This article originally appeared in our April 2013 issue.
We live in a world obsessed with its end. The past decade has given us a litany of Revelation-scale misery, or at least the threat of it: 9/11, Katrina, nuclear weapons in the hands of madmen (hello, Kim Jong-un), monster tornadoes, blazing meteors, relentless plagues, hellacious storms. Hollywood caught on a while ago (see any of the following: Contagion, The Walking Dead, 2012), so perhaps it was only a matter of time before private industry saw an opportunity.
Enter Geoff Burkart. In 2005 Burkart was working for BellSouth, helping to rebuild communication networks in the Gulf region in the wake of Hurricane Katrina. Shocked by the government’s incomprehensible struggle to coordinate an effective response to the disaster, Burkart began to imagine a way for rescue workers and organizers to better prepare for such calamity. His solution: Build a simulator that could be rented by and tailored to police, firefighter, and first-responder needs, where they could hone their skills and teamwork in immersive, large-as-life crises.
For the next four years, Burkart traveled as far away as the U.K., canvassing disaster-preparedness officials, assembling from them a wish list of training scenarios. Then he found a location—a hundred miles south of Atlanta, along I-75, not far from the Georgia countryside that serves as the setting for a hit TV show about a global zombie pandemic. In 2012 Guardian Centers opened on an abandoned 830-acre site just outside of Perry. Perhaps appropriately, the buildings—all 780,000 square feet of them—were once home to a Northrop Grumman missile factory during the Cold War. But the Soviet Union fell before the plant produced a single rocket, and the building sat vacant for more than a decade until Burkart bought it for roughly $15 million. Aside from being the state Burkart calls home, Georgia is the hub of Region IV of the Federal Emergency Management Agency, extending westward to Mississippi and north to Kentucky—one of the nation’s busier disaster zones, with tornadoes and hurricanes. And the factory—with its vast, versatile space, both indoors and out, combined with its remote location—seemed ideal for just the kind of large-scale playacting he envisioned.

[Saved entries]
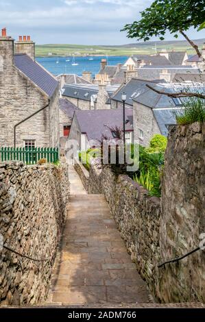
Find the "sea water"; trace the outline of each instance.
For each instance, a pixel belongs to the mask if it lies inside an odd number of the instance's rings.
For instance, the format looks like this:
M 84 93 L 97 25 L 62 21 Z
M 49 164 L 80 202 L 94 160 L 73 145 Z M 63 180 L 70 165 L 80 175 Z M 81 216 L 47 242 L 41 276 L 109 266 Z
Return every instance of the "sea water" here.
M 92 58 L 93 60 L 91 60 Z M 60 74 L 77 74 L 80 76 L 86 71 L 91 71 L 93 77 L 97 74 L 100 69 L 100 62 L 102 58 L 106 57 L 93 56 L 91 57 L 75 57 L 75 63 L 77 66 L 72 65 L 72 57 L 38 57 L 36 58 L 37 62 L 43 65 L 50 73 L 55 75 Z M 117 65 L 117 64 L 124 64 L 128 56 L 109 56 L 108 59 L 108 65 Z M 67 62 L 69 60 L 69 62 Z M 57 62 L 58 61 L 58 63 Z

Your task: Continue the article about Guardian Centers, the disaster-training site near Perry, Georgia, picking up after its last sentence.

Written answer:
But of course, the circa-1990 complex was far from ready-made. Burkart wanted verisimilitude of an unseen scope, where emergency workers could simulate the effects of storms, floods, terrorist bombings, chemical spills, and even train derailments. To fund this Doomsday Disneyland, he gathered $51 million in private investment—and planted that fortune in the Houston County soil without a single prebooked customer. “Everyone that knows me will tell you I’m crazy,” says Burkart. “No debate there.”
The showpiece of the training center is Mock City. Clients approach by desolate “interstate”—more than a mile of privately owned, DOT-spec highway. Past the trailer park and the football field (for staging simulations), they pull into a cityscape of fifty one-, two-, and three-story buildings where piles of rubble strewn with broken office furniture sit in the shells of two high-rises, twisted electrical wire and rebar dangling overhead. In the neighborhood to the north, rusted swing sets are streaked with the same Georgia clay that is caked as high as eight feet up the cinder-block walls of dwellings swallowed and spit out by intentional flood from the neighboring reservoir. To the south, in a chute once intended to carry missiles for fueling, now runs 1,600 feet of side-by-side subway track and eight dingy, hand-me-down D.C. Metro train cars. The entire city is rigged like a Hollywood set, with special-effects machines to provide fire, smoke, sparks, and sprinklers, overseen by twenty-seven cameras that feed into the command center on the other side of the complex, more than a mile away.
Since officially opening in December, Burkart has hosted three clients: the Georgia Bureau of Investigation, the U.S. Marines, and the state of Georgia’s search and rescue team. He says the price of admission varies widely depending on which facilities need to be used, what prep-work is required, and the size of the group (the old offices of the missile factory can be converted to house up to 1,200). Fifteen search and rescue workers on a two-day operation would cost about $300 per person per day, plus materials. Three thousand people would cost less per.
While Burkart is open to various uses for Mock City—from movie set to training journalists in covering disasters—the jackpot is government rescue and relief agencies, and as with anything government related, he says, it takes time to get in those doors and into those training cycles.
In the meantime, the streets of Mock City are deserted, empty cars parked silently along the curb, heavy rubble undisturbed by the wind that whips across the landscape, as quiet as the day after Armageddon.